Extracted information ▸
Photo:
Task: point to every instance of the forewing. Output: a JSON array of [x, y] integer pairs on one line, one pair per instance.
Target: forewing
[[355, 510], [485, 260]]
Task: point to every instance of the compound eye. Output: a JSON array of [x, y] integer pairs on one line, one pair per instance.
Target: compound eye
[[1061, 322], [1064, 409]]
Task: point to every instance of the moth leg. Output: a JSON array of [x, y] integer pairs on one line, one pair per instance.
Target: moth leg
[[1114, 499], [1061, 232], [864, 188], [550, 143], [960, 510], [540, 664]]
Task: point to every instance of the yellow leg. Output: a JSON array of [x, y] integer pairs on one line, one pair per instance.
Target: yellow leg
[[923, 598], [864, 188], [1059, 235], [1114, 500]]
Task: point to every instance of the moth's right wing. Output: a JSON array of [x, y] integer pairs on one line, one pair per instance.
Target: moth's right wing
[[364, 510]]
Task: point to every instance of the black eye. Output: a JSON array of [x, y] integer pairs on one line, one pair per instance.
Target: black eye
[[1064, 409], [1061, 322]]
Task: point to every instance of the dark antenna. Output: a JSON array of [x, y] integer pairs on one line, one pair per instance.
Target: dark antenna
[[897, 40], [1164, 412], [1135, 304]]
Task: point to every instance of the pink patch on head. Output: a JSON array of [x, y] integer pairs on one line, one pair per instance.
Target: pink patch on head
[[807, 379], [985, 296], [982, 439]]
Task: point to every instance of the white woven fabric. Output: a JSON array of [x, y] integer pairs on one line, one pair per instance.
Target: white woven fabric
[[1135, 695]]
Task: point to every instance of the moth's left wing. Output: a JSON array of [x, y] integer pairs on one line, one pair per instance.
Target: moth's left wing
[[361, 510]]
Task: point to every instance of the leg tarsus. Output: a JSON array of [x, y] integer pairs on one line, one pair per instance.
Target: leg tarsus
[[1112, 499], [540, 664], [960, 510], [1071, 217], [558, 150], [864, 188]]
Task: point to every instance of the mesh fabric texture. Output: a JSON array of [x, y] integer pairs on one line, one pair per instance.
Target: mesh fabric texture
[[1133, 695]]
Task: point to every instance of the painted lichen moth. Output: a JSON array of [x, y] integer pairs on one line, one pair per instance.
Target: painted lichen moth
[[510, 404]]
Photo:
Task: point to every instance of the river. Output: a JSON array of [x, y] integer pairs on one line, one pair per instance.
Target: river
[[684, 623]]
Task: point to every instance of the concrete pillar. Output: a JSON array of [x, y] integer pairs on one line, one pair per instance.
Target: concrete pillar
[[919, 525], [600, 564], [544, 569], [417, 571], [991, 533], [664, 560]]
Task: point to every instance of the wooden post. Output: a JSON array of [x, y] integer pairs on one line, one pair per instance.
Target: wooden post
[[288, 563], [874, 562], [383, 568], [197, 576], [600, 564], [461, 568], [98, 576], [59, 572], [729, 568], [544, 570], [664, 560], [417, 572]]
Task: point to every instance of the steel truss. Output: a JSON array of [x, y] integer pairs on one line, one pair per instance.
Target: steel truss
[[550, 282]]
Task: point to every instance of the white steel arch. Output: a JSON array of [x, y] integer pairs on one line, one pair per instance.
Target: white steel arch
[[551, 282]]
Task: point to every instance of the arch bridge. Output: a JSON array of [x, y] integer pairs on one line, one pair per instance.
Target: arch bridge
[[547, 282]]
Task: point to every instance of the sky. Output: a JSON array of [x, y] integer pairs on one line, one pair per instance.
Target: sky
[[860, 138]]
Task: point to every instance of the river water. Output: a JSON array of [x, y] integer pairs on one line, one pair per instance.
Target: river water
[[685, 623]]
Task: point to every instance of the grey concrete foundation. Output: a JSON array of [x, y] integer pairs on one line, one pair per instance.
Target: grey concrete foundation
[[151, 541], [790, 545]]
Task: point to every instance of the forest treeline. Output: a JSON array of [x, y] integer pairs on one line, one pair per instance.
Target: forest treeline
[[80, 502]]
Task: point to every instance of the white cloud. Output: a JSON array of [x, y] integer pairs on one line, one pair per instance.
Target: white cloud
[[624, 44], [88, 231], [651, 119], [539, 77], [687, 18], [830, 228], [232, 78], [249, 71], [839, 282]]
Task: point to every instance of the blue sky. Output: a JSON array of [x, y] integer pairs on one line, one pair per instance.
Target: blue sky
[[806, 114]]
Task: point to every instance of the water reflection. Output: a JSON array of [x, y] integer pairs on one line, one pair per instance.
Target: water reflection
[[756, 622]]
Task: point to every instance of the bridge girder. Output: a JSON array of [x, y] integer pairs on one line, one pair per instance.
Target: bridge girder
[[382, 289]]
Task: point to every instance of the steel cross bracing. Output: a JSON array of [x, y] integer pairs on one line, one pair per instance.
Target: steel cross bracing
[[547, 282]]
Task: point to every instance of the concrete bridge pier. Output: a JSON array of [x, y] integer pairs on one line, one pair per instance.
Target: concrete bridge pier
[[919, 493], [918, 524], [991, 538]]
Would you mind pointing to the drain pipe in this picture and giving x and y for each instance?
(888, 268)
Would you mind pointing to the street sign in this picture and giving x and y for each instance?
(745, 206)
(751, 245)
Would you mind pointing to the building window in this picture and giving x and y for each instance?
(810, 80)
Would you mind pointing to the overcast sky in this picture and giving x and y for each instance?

What is being asked ▸ Give back the material unchanged, starting at the line that contains "Task: point to every instance of the forest" and ending at the final line of the material, with both of those lines included.

Response to this task ▸
Task: point to every instance of the forest treeline. Output: a JSON array of [x, y] integer pairs on one line, one pair per instance.
Target: forest treeline
[[80, 502]]
Task: point to every instance of the white cloud. Output: a JSON array of [x, y] integer pairs on one line, one pair per instance.
Target: white cloud
[[624, 44], [88, 231], [651, 119], [539, 77], [687, 18], [830, 228], [232, 78], [249, 71], [839, 282]]
Task: point to every instance of the blue sky. Output: a JSON array of [x, y] integer pairs on one line, one pair per instance.
Target: blue sky
[[806, 114]]
Task: point to every instance of the water reflection. Output: a JSON array of [x, y] integer pairs on one line, one pair per instance.
Target: water reflection
[[756, 622]]
Task: point to every instance of the bridge girder. Output: a JSON array of [x, y] integer pairs on one line, one pair per instance.
Target: bridge girder
[[382, 289]]
Task: point to every instance of the steel cross bracing. Output: a JSON array of [x, y] integer pairs on one line, one pair per instance.
Target: steel cross bracing
[[547, 282]]
Task: point to every instance of the concrete bridge pier. Output: a JSON array of [x, y] integer pairs on one line, one pair per instance.
Target: concrete bridge pier
[[919, 493], [918, 524], [991, 538]]
Would you mind pointing to the drain pipe in this picture and giving x and y for each instance?
(888, 268)
Would you mind pointing to the street sign in this picture and giving x and y for each instance?
(745, 206)
(751, 245)
Would you mind pointing to the building window in this picture and giving x and y for each instance?
(810, 80)
Would you mind pointing to the overcast sky in this picture and giving x and y for each instance?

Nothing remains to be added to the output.